------ Text excerpt ------
Rather than destroy Jewish heritage in Syria her government and people
have preserved and repaired them when necessary. As of mid-December
2014 only 13 Jews remain in Aleppo according to Rabbi Avraham Hamra
with nine men and eight women, all over sixty years of age. One of the
last to depart Aleppo was Dr. Haim Cohen, a general practitioner who
lived down the street from the Samoual Synagogue, which this observer
visited on 12/11/2014. Dr. Cohen used to frequent a shop across from
the entrance to the Samoual Synagogue, which I also visite,d and
according to the shop owner who has been in the same location for 47
years and whose main work these days includes the mending of piles
of military uniforms there has been no damage to synagogues in the
Governorate and certainly not to the Great Synagogue of Aleppo.

Beirut Maghen Abraham synagogue under repairs.
------ Dataset content ------
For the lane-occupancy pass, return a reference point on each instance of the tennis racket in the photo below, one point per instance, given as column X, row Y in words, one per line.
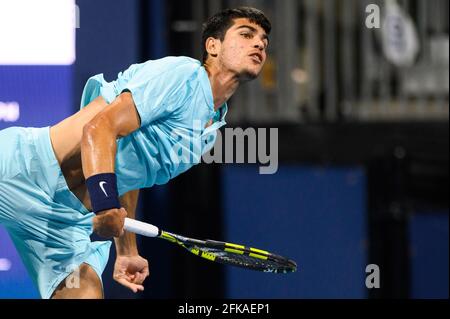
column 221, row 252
------
Problem requirements
List every synagogue named in the text on Jewish heritage in Syria. The data here comes from a different source than the text.

Task result
- Samoual Synagogue
- Great Synagogue of Aleppo
- Maghen Abraham synagogue (Beirut)